● Source passage
** START **

369. Catholics say that Mary was sinless during her whole life and even unable to sin. Surely that can be said of only one member of the human race, Christ Himself.

Christ, as simultaneously God and man, was the only one unable to sin by the very nature of things, owing to His Divinity. Mary, not being God in human form, could not in that way be incapable of sin. But this would not exclude a sinlessness dependent upon an extraordinary privilege due to altogether special graces conferred upon her by God. The Anglican Rev. George D. Carleton, in his book "The Mother of Jesus" (1957), p. 7, rightly says: "The Church everywhere has believed and asserted the actual sinlessness of Mary in deed, word, thought and desire, and the complete fulfilment by her of the divine will throughout her whole life."

370. Could even God without depriving one of freewill, make it impossible for any normal human being to sin?

Not according to the ordinary laws of divine providence for one is still in a state of probation in this world and not yet confirmed in grace by the Beatific Vision of God in heaven. In Mary's case, it was an altogether special and exceptional providence of God, in keeping with her unique office as the Mother through whom, to use St. John's words, "God so loved the world as to give His only-begotten Son." Jn., 3:15. An overwhelming influence of divine grace made it impossible for Mary, in exercising her free will, to choose evil of any kind rather than what was good and pleasing to God. We must keep in mind also what the motherhood of Jesus meant to her. His long and intimate association with her from the moment of her having conceived Him and throughout the years after His birth must have had a sanctifying influence upon her beyond estimate.

371. In her "Magnificat" Mary spoke of her humility, a virtue which is lost the moment one speaks self-consciously of possessing it.

Strictly speaking, Mary's reference to humility concerned, not the virtue of humility, but her insignificance and lowliness as a mere creature in the presence of her Creator, as when we speak metaphorically of a humble home or dwelling. All the same, she went on to speak of the mighty and the proud who would be brought low and "sent empty away" (Lk., 1:53). She was certainly aware that she was not among those proud ones and that she did possess the virtue of humility. Even that virtue, however, as all her other virtues, she regarded as God's gift for which she took no credit and in which she found no reason for self-complacency. She was not "proud" of her "humility", which would indeed be a contradiction in terms. All that God had done for her remained ever in her eyes an undeserved generosity towards her on His part.

372. But why had Mary to be sinless?

** END **

(Image outline annotation entries)
** START **

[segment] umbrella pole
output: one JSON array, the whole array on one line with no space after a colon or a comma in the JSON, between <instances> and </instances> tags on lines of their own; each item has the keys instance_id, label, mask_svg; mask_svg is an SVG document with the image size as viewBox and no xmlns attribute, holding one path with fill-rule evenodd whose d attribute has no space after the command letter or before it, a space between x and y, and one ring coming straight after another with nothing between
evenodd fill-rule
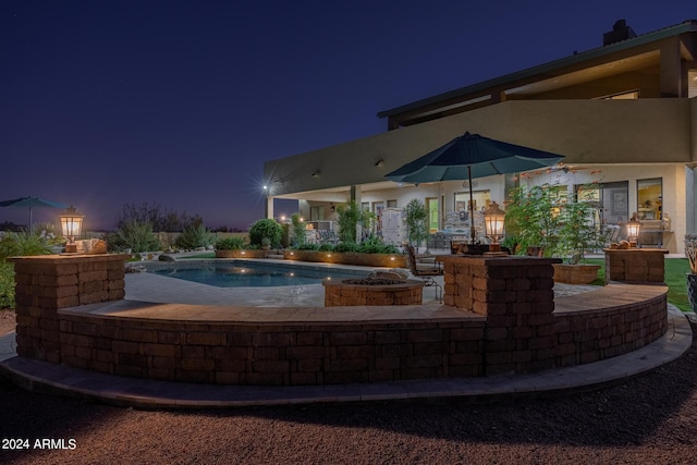
<instances>
[{"instance_id":1,"label":"umbrella pole","mask_svg":"<svg viewBox=\"0 0 697 465\"><path fill-rule=\"evenodd\" d=\"M475 238L477 236L475 232L475 198L472 192L472 166L467 166L467 179L469 181L469 234L472 236L470 244L475 244Z\"/></svg>"}]
</instances>

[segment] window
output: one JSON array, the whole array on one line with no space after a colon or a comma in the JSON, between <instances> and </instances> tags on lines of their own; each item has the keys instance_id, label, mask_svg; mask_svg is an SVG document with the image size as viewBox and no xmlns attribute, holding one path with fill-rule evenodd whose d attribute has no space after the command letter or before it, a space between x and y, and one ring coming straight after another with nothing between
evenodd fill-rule
<instances>
[{"instance_id":1,"label":"window","mask_svg":"<svg viewBox=\"0 0 697 465\"><path fill-rule=\"evenodd\" d=\"M310 207L309 208L309 220L310 221L322 221L325 219L325 207Z\"/></svg>"},{"instance_id":2,"label":"window","mask_svg":"<svg viewBox=\"0 0 697 465\"><path fill-rule=\"evenodd\" d=\"M475 191L472 193L472 199L474 201L475 211L487 209L491 204L491 195L489 191ZM469 193L457 192L455 193L455 211L460 215L461 220L466 221L469 219Z\"/></svg>"},{"instance_id":3,"label":"window","mask_svg":"<svg viewBox=\"0 0 697 465\"><path fill-rule=\"evenodd\" d=\"M625 223L629 220L629 182L621 181L602 185L603 222Z\"/></svg>"},{"instance_id":4,"label":"window","mask_svg":"<svg viewBox=\"0 0 697 465\"><path fill-rule=\"evenodd\" d=\"M636 204L639 220L661 220L663 218L663 180L637 180Z\"/></svg>"}]
</instances>

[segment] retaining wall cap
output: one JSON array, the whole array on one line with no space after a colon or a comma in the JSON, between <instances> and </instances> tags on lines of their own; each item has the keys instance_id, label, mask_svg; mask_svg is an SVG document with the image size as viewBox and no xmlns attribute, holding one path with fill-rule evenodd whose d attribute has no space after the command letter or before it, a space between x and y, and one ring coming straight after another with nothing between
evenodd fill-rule
<instances>
[{"instance_id":1,"label":"retaining wall cap","mask_svg":"<svg viewBox=\"0 0 697 465\"><path fill-rule=\"evenodd\" d=\"M65 261L117 261L127 260L129 254L77 254L77 255L30 255L25 257L9 257L10 261L32 261L35 264L59 264Z\"/></svg>"},{"instance_id":2,"label":"retaining wall cap","mask_svg":"<svg viewBox=\"0 0 697 465\"><path fill-rule=\"evenodd\" d=\"M543 266L552 264L561 264L561 258L541 258L541 257L526 257L526 256L500 256L500 257L467 257L464 255L440 255L437 258L439 261L457 261L467 265L484 265L487 267L529 267L529 266Z\"/></svg>"}]
</instances>

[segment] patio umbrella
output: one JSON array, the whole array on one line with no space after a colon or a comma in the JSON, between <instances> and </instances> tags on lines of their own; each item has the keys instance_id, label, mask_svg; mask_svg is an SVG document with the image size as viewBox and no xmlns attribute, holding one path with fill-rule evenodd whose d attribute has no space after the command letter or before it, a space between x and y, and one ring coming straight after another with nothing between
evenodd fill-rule
<instances>
[{"instance_id":1,"label":"patio umbrella","mask_svg":"<svg viewBox=\"0 0 697 465\"><path fill-rule=\"evenodd\" d=\"M386 178L402 183L469 181L469 218L472 243L475 242L472 180L493 174L518 173L559 162L561 155L482 137L468 132L429 151Z\"/></svg>"},{"instance_id":2,"label":"patio umbrella","mask_svg":"<svg viewBox=\"0 0 697 465\"><path fill-rule=\"evenodd\" d=\"M12 200L0 201L0 207L13 207L13 208L28 208L29 209L29 231L33 228L32 223L32 209L36 207L41 208L68 208L69 205L58 201L46 200L40 197L22 197Z\"/></svg>"}]
</instances>

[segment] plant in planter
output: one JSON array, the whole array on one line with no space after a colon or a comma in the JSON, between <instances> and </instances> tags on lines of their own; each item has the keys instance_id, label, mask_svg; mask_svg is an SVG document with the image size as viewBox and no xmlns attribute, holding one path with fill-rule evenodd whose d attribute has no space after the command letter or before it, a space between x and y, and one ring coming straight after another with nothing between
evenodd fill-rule
<instances>
[{"instance_id":1,"label":"plant in planter","mask_svg":"<svg viewBox=\"0 0 697 465\"><path fill-rule=\"evenodd\" d=\"M216 241L216 250L241 250L243 247L243 237L232 236Z\"/></svg>"},{"instance_id":2,"label":"plant in planter","mask_svg":"<svg viewBox=\"0 0 697 465\"><path fill-rule=\"evenodd\" d=\"M685 255L689 261L687 298L693 311L697 313L697 235L685 235Z\"/></svg>"},{"instance_id":3,"label":"plant in planter","mask_svg":"<svg viewBox=\"0 0 697 465\"><path fill-rule=\"evenodd\" d=\"M522 185L511 192L505 209L505 231L517 237L519 254L535 249L541 250L539 255L545 257L552 256L558 241L559 204L565 195L561 187L552 184Z\"/></svg>"},{"instance_id":4,"label":"plant in planter","mask_svg":"<svg viewBox=\"0 0 697 465\"><path fill-rule=\"evenodd\" d=\"M588 250L603 245L601 229L594 223L596 207L589 199L573 200L566 186L542 184L521 186L512 193L506 210L506 232L517 238L518 254L541 249L541 256L559 257L554 280L587 284L598 277L600 266L584 264Z\"/></svg>"},{"instance_id":5,"label":"plant in planter","mask_svg":"<svg viewBox=\"0 0 697 465\"><path fill-rule=\"evenodd\" d=\"M426 211L426 207L421 200L413 198L408 204L406 204L404 215L406 217L407 240L411 245L418 248L421 245L421 242L428 237L428 229L426 227L428 211Z\"/></svg>"},{"instance_id":6,"label":"plant in planter","mask_svg":"<svg viewBox=\"0 0 697 465\"><path fill-rule=\"evenodd\" d=\"M350 201L337 208L337 217L339 241L355 243L358 224L369 228L375 216L370 211L362 210L355 201Z\"/></svg>"},{"instance_id":7,"label":"plant in planter","mask_svg":"<svg viewBox=\"0 0 697 465\"><path fill-rule=\"evenodd\" d=\"M276 246L281 243L283 228L271 218L257 220L249 228L249 244L253 246ZM266 240L266 241L265 241Z\"/></svg>"},{"instance_id":8,"label":"plant in planter","mask_svg":"<svg viewBox=\"0 0 697 465\"><path fill-rule=\"evenodd\" d=\"M291 224L293 227L293 245L297 247L305 244L305 221L301 218L301 213L291 215Z\"/></svg>"}]
</instances>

** END **

● Directions
In the text about Mary's sinlessness, name each area of life in which the quoted Anglican writer says the Church held Mary to be sinless.

● Right answer
Deed, word, thought, desire